Exercise instructions:
Only a number is expected here: the count of lines in this data where "club" occurs.

Excerpted data Block Start

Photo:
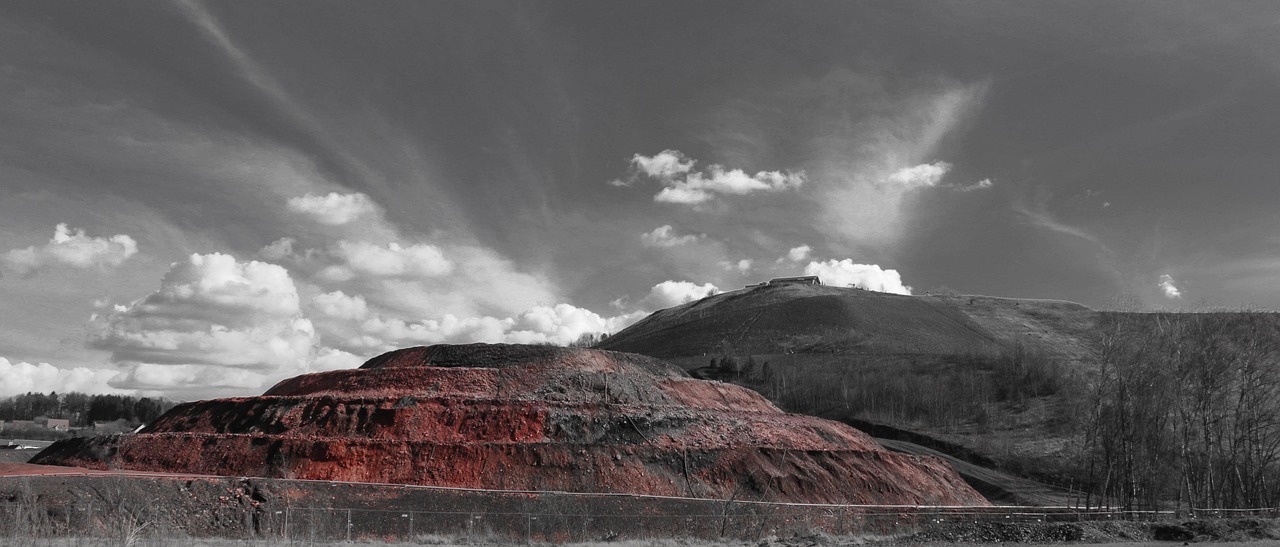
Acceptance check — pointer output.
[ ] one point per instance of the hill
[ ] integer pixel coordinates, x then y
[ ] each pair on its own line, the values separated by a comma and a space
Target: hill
526, 418
819, 319
1041, 388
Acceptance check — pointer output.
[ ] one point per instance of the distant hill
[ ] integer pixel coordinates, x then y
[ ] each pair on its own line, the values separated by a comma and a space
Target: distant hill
1006, 383
819, 319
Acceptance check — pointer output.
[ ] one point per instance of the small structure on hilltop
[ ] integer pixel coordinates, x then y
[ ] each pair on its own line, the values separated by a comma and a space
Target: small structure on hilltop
526, 418
800, 279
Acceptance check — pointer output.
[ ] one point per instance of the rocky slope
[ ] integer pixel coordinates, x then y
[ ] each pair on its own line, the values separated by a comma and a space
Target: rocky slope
526, 418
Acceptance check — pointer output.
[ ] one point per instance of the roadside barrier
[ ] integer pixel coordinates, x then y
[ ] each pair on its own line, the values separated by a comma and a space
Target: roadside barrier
547, 519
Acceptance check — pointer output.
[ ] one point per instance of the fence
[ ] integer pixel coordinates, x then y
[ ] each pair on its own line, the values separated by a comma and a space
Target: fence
558, 520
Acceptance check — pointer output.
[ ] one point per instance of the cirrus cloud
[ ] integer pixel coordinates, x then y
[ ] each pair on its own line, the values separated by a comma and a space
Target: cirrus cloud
664, 236
333, 209
684, 185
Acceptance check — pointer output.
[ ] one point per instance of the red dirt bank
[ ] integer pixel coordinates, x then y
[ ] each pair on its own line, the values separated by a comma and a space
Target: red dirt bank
526, 418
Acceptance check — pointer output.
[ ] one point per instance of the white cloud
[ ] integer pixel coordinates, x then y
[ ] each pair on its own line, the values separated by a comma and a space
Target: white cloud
871, 144
279, 249
72, 249
798, 254
920, 176
676, 292
17, 378
682, 195
684, 185
1169, 288
845, 273
664, 236
339, 305
333, 209
361, 258
664, 164
981, 185
565, 323
214, 310
741, 265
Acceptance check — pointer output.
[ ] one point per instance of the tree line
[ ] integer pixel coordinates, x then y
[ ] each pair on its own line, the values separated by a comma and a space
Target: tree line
1185, 408
83, 409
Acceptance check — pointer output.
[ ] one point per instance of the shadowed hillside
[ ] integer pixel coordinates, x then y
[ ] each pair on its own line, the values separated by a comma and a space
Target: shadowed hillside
1048, 390
817, 319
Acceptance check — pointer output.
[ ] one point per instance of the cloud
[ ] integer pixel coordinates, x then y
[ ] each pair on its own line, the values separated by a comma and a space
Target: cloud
1169, 288
17, 378
664, 164
339, 305
361, 258
676, 292
71, 249
845, 273
279, 249
923, 176
333, 209
981, 185
798, 254
664, 236
684, 185
214, 310
872, 140
565, 323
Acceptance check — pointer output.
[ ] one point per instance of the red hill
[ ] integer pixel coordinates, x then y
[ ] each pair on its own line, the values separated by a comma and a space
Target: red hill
526, 418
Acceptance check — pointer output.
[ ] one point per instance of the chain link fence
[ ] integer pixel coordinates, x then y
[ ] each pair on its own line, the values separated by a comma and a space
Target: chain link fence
565, 518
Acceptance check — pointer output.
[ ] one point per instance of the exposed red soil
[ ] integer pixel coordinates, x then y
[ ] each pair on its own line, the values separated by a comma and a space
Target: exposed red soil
526, 418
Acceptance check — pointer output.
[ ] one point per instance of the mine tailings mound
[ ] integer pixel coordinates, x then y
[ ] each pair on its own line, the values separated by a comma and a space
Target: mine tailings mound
526, 418
996, 382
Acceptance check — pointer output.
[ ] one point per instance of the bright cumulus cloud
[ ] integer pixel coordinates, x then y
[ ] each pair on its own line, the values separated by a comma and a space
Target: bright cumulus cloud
1169, 288
685, 185
920, 176
798, 254
71, 249
215, 322
666, 236
333, 209
845, 273
676, 292
17, 378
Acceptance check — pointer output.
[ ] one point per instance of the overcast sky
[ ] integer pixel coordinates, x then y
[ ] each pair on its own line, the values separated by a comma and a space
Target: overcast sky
199, 199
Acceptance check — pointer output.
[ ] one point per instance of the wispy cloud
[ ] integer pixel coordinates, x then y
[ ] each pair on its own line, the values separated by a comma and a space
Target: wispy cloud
685, 185
922, 176
1169, 288
666, 236
333, 209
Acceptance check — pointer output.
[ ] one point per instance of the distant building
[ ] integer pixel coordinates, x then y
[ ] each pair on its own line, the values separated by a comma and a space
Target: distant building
113, 427
801, 279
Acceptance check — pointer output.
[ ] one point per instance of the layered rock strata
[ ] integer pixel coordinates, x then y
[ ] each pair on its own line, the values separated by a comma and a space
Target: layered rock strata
526, 418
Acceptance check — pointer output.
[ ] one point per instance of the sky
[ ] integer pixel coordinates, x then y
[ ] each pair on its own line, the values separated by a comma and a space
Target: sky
199, 199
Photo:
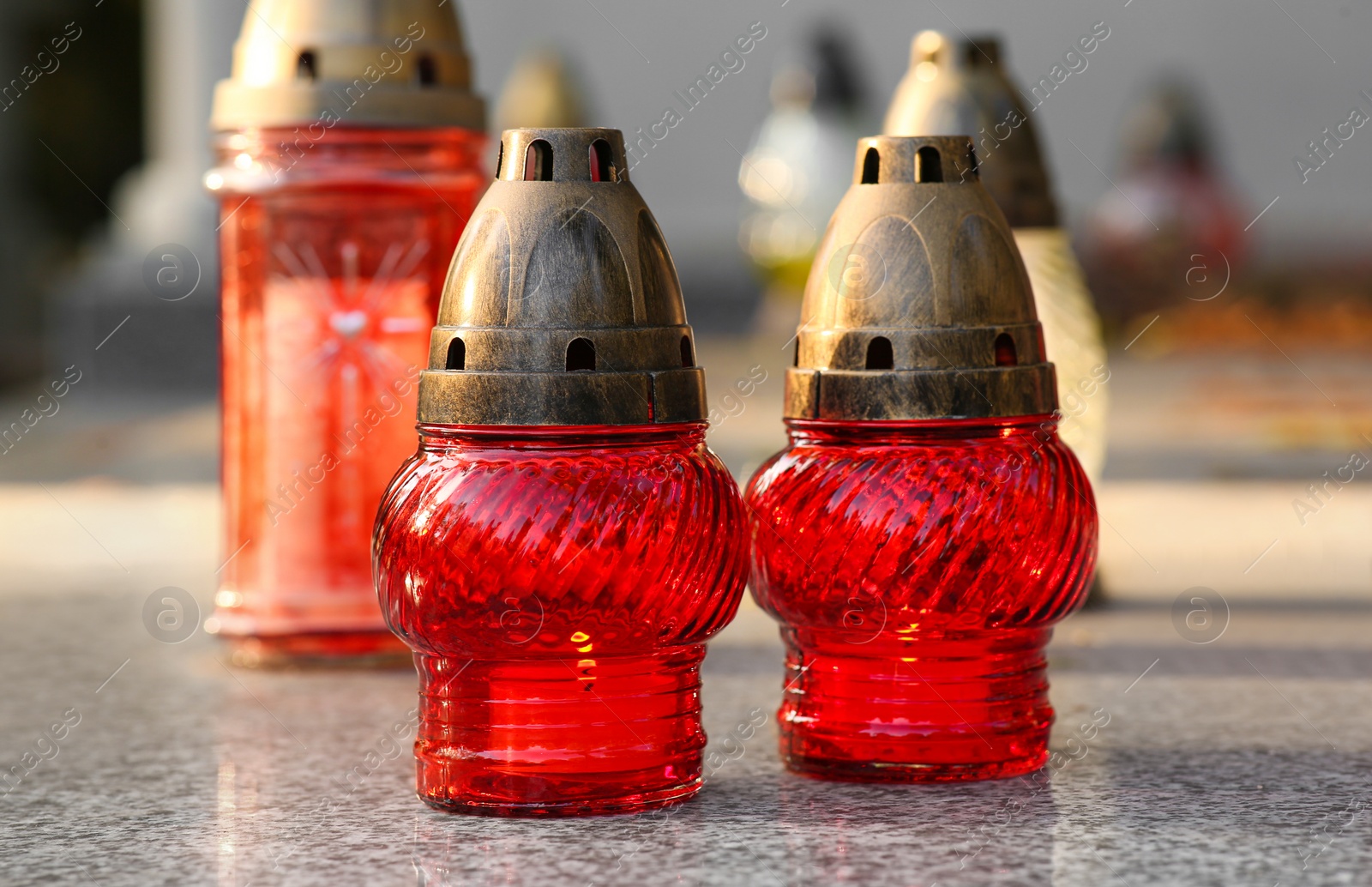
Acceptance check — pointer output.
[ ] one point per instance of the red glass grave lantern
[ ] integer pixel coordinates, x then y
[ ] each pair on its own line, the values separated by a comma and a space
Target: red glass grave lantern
350, 161
563, 543
926, 528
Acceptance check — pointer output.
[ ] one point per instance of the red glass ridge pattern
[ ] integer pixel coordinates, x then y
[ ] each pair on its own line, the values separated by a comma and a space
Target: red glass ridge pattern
557, 587
917, 569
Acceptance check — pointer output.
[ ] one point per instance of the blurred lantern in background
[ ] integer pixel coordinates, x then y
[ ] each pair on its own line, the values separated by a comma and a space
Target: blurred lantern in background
544, 91
563, 544
1170, 214
960, 87
792, 176
350, 144
925, 528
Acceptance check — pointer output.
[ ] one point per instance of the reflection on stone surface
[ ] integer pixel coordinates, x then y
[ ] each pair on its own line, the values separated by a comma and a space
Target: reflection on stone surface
1239, 763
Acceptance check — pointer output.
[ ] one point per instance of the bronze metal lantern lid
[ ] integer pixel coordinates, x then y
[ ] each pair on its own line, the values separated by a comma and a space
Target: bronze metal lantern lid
350, 62
918, 305
562, 306
960, 87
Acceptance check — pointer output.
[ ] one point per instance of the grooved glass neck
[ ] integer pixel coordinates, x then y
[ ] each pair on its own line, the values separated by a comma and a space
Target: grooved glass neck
436, 437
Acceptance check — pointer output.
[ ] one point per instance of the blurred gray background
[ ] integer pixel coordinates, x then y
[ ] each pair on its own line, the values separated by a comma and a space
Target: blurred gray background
1221, 415
120, 128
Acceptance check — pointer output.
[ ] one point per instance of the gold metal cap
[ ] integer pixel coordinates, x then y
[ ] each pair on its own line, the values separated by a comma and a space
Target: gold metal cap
918, 305
563, 305
349, 62
960, 88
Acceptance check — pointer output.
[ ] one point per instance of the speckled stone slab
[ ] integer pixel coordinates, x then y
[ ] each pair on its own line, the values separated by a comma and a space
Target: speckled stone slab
1243, 761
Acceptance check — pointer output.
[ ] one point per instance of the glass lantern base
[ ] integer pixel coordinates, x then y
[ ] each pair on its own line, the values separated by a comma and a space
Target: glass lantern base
919, 710
559, 738
327, 649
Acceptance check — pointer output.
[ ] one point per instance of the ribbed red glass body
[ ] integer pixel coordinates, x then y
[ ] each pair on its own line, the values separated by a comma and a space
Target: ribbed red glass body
557, 587
334, 254
917, 569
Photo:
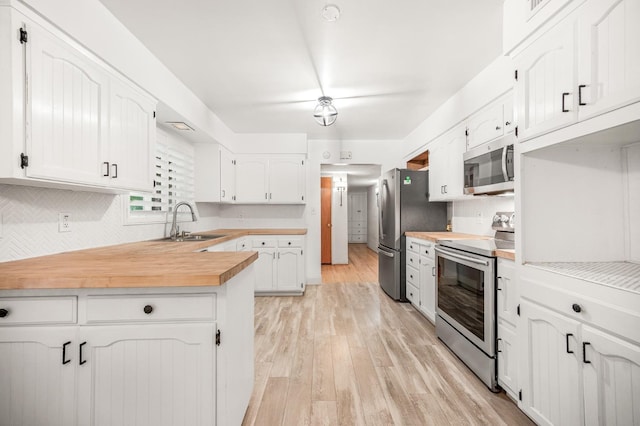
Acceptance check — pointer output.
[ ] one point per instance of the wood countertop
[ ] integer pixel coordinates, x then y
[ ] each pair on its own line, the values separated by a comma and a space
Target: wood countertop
154, 263
437, 236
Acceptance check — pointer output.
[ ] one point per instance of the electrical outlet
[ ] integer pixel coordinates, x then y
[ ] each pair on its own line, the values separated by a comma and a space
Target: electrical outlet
64, 222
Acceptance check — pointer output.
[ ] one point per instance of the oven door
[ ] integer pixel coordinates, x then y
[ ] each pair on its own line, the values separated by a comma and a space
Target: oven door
465, 294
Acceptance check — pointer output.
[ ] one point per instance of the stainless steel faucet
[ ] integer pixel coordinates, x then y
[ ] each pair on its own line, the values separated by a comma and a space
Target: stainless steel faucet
174, 228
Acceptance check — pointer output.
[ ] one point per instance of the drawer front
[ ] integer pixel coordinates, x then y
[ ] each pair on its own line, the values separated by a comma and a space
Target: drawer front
413, 294
413, 276
427, 249
151, 308
290, 242
38, 310
263, 242
413, 259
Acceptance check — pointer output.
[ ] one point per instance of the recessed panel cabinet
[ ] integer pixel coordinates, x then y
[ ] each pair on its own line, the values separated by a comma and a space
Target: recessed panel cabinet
73, 120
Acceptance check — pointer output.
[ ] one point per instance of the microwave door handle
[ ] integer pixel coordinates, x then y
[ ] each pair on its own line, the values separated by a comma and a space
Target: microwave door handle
505, 173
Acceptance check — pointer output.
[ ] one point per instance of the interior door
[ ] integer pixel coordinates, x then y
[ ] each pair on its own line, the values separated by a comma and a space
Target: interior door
325, 219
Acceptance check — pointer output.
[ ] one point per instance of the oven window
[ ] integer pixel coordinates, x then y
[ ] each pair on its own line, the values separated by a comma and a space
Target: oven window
461, 294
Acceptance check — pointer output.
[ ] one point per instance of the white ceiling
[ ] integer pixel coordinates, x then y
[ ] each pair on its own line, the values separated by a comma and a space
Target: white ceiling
261, 65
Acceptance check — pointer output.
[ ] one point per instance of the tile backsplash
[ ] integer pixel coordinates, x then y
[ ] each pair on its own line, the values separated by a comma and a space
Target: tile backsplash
30, 222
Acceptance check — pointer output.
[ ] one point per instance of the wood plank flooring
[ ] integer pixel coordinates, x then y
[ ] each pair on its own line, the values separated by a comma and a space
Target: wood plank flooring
346, 354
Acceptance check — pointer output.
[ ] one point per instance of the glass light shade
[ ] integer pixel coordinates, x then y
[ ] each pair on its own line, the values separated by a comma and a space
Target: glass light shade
325, 113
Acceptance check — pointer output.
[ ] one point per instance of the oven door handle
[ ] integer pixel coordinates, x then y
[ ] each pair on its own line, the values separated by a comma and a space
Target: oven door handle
462, 257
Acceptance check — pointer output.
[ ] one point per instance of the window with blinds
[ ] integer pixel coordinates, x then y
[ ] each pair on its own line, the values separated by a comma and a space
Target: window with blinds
173, 181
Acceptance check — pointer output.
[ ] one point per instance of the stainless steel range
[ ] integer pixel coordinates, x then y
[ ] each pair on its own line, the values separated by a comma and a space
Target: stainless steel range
466, 297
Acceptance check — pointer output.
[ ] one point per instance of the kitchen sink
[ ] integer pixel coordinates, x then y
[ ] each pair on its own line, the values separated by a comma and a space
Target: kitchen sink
192, 238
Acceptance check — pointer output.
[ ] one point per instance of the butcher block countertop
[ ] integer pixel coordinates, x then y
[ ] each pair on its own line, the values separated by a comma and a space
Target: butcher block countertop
437, 236
154, 263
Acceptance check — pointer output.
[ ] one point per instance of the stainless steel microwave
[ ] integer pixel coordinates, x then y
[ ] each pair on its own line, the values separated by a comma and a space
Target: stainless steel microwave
488, 169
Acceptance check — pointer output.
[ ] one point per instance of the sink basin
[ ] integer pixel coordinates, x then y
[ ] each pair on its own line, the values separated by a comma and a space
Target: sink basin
189, 238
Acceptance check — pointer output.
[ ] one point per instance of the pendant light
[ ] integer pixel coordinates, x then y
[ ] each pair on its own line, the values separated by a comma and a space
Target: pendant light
325, 113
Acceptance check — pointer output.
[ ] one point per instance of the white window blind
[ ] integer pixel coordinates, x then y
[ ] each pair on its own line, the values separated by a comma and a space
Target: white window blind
173, 181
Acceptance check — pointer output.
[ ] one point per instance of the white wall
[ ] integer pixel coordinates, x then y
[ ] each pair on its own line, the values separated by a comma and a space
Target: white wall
475, 216
372, 217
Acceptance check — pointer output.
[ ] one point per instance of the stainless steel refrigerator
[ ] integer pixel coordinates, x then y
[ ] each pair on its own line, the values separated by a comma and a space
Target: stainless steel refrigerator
403, 206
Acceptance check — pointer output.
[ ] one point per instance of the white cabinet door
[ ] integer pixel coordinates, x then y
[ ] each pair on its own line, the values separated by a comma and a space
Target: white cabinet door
131, 138
38, 382
551, 367
486, 125
546, 95
286, 180
227, 176
265, 269
611, 369
252, 180
508, 359
148, 375
288, 271
608, 55
507, 292
428, 287
67, 111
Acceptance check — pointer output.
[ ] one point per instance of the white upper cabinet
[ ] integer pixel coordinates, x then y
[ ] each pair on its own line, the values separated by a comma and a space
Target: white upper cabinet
274, 180
252, 180
446, 169
545, 88
286, 180
132, 124
609, 55
67, 111
75, 122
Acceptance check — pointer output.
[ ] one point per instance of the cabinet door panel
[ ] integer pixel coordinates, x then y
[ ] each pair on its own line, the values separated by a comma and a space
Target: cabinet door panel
288, 277
611, 380
545, 74
131, 139
150, 375
36, 388
251, 180
609, 55
67, 111
550, 378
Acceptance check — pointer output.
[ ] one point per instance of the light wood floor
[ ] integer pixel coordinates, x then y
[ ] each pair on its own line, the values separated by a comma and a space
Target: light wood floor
346, 354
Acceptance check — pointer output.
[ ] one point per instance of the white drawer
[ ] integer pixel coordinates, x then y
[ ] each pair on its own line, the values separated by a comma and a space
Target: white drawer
412, 276
412, 294
38, 310
412, 246
291, 242
412, 259
152, 307
263, 242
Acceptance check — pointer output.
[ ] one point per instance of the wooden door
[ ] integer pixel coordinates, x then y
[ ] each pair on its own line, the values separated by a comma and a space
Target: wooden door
325, 219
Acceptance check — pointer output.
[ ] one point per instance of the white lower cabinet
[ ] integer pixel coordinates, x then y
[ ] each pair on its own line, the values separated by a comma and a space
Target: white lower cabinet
179, 356
420, 275
507, 298
575, 368
280, 264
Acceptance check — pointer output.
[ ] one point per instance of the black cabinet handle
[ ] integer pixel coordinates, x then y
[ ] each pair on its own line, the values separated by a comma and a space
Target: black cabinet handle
584, 352
582, 86
64, 353
82, 361
567, 341
564, 95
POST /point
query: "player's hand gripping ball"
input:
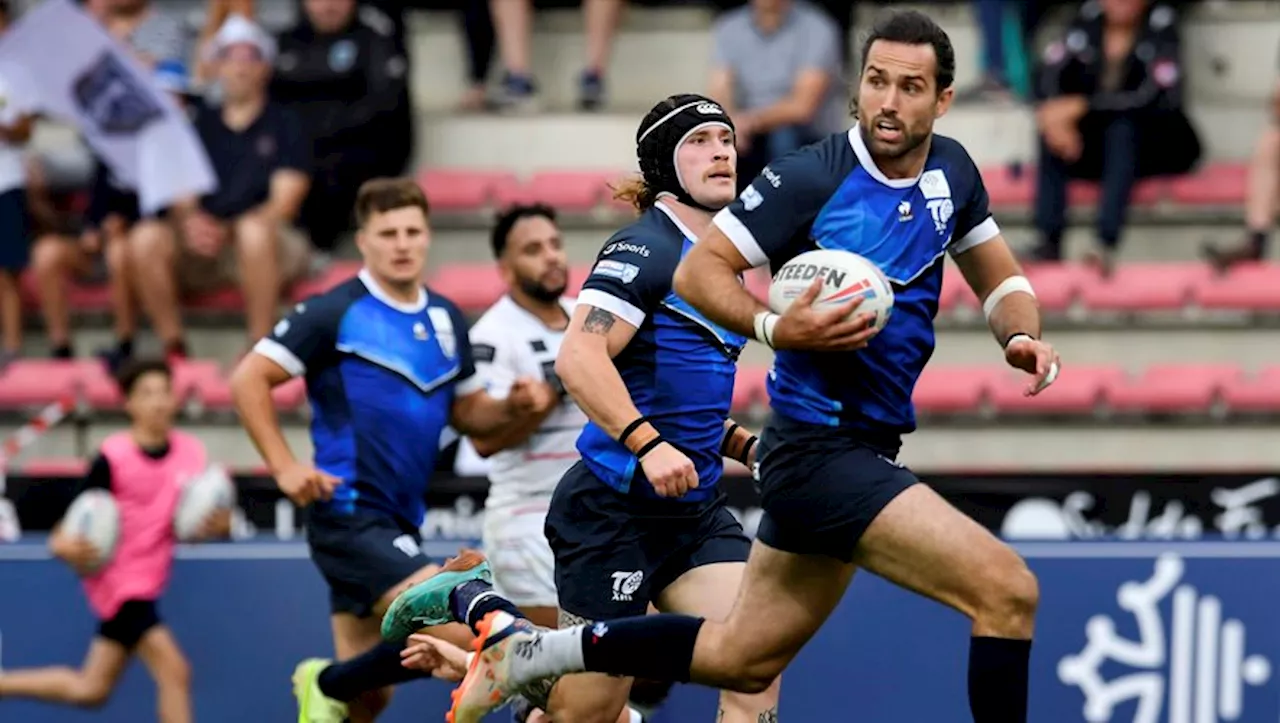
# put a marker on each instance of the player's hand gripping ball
(830, 301)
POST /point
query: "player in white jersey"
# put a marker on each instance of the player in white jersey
(519, 337)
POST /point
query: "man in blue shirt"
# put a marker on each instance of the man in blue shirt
(640, 520)
(833, 495)
(388, 366)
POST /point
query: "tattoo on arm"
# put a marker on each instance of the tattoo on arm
(598, 321)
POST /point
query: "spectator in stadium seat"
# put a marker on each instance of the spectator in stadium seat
(243, 230)
(1110, 108)
(100, 250)
(513, 21)
(777, 69)
(343, 73)
(16, 126)
(1262, 196)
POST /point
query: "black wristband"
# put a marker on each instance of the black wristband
(746, 449)
(631, 428)
(728, 438)
(649, 447)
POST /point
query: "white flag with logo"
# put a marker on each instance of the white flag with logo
(82, 76)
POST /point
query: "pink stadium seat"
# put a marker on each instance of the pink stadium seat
(1059, 284)
(28, 383)
(460, 190)
(474, 287)
(947, 390)
(749, 388)
(1173, 388)
(1146, 287)
(1249, 287)
(576, 192)
(1077, 392)
(337, 273)
(1216, 184)
(1006, 190)
(1258, 393)
(54, 468)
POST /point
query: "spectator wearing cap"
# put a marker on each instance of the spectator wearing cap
(16, 126)
(1110, 109)
(242, 232)
(777, 71)
(100, 251)
(342, 72)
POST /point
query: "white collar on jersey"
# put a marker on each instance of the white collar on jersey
(864, 159)
(689, 233)
(380, 294)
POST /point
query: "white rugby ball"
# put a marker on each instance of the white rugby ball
(95, 517)
(846, 277)
(204, 494)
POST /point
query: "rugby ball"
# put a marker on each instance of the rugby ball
(845, 275)
(204, 494)
(94, 517)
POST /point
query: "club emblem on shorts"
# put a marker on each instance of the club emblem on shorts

Excerpted data Block End

Result:
2